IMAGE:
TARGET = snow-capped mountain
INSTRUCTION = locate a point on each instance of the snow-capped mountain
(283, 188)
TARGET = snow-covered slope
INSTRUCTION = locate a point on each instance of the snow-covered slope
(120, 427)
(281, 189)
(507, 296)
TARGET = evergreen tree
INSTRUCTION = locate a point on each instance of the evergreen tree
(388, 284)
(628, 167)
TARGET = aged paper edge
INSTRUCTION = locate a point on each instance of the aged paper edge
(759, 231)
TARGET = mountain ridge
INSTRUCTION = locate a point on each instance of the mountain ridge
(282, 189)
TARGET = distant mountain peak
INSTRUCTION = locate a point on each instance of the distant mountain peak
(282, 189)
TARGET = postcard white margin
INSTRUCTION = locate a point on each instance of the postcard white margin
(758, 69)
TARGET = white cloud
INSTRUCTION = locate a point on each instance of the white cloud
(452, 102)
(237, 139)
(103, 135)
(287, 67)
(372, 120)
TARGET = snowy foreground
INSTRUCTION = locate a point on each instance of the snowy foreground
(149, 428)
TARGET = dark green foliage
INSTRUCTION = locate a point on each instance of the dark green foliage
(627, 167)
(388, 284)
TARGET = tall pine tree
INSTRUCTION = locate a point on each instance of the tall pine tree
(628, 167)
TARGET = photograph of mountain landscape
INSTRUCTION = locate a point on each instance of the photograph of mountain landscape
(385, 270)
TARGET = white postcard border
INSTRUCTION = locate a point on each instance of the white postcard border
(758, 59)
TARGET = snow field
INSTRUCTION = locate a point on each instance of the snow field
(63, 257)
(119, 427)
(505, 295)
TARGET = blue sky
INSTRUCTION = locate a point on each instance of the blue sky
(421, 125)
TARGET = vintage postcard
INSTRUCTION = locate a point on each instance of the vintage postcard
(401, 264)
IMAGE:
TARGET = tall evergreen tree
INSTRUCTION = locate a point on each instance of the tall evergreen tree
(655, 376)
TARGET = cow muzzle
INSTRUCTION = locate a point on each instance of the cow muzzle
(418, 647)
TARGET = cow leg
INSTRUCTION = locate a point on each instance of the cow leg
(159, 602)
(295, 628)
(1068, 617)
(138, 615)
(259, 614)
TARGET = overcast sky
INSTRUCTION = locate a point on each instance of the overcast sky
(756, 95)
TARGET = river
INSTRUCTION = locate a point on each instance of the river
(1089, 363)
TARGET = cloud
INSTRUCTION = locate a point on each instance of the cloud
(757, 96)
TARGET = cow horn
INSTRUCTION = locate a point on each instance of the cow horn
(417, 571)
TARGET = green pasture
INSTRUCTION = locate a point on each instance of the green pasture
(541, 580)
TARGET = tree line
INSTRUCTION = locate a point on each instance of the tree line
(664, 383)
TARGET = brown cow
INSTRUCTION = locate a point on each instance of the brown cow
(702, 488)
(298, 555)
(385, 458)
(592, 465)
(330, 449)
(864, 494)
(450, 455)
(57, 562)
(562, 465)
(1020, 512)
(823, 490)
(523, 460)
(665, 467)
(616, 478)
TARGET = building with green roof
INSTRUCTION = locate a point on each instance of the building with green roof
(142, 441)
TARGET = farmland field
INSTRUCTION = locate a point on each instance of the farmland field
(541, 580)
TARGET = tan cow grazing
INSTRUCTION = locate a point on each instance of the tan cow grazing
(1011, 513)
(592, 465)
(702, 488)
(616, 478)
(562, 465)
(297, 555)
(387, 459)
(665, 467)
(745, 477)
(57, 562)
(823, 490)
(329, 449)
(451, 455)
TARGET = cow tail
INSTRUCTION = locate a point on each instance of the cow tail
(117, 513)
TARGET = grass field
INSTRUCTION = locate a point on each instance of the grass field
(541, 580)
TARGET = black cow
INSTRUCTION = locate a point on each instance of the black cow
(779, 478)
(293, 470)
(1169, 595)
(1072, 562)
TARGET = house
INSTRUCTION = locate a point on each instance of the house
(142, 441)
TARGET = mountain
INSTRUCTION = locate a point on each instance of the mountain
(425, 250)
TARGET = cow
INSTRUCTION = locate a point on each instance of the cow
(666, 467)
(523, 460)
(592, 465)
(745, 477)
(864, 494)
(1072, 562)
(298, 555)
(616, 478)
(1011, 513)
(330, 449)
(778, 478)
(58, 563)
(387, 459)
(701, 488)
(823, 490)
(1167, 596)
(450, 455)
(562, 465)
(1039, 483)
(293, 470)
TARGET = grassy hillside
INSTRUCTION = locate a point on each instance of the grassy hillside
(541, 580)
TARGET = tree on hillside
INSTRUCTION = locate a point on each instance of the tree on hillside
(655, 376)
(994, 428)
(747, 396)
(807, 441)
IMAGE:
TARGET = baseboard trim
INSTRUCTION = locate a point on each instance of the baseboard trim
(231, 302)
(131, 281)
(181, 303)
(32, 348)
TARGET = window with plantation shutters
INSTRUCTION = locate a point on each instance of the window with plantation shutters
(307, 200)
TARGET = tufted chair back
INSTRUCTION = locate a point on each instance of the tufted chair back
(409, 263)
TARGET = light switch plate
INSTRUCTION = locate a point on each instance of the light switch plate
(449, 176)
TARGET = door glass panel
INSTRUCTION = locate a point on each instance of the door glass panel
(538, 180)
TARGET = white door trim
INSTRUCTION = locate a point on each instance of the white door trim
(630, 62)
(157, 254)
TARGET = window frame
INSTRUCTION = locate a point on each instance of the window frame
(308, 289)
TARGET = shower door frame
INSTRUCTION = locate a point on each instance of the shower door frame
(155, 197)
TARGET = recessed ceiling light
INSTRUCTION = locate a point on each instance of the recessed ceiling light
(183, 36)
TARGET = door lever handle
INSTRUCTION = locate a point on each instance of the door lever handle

::::::::

GOAL OF THE EXERCISE: Quote only the lines from the line containing "TARGET = window with plantation shutters" through the end of the listing, please, keeping both the first and the last line.

PROBLEM SOLUTION:
TARGET = window with plantation shutters
INSTRUCTION = locate a point on each instance of the window with plantation shutters
(307, 200)
TARGET = tufted chair back
INSTRUCTION = locate a point on each instance of the tufted chair back
(409, 263)
TARGET = light switch plate
INSTRUCTION = locate a point on each instance of the light switch plate
(449, 176)
TARGET = door glass panel
INSTRUCTION = locate a point on each instance of the door glass panel
(538, 180)
TARGET = white door trim
INSTRUCTION = locate a point on each instance of the white door trim
(630, 62)
(157, 254)
TARGET = window frame
INSTRUCTION = locate a point on each instance of the window frame
(308, 289)
TARGET = shower door frame
INSTRUCTION = locate a point on each instance of the shower door frame
(155, 197)
TARGET = recessed ceiling light
INSTRUCTION = locate a point on each instance of the recessed ceiling light
(183, 36)
TARGET = door lever handle
INSTRUCTION = locate a point on each instance of the door lever handle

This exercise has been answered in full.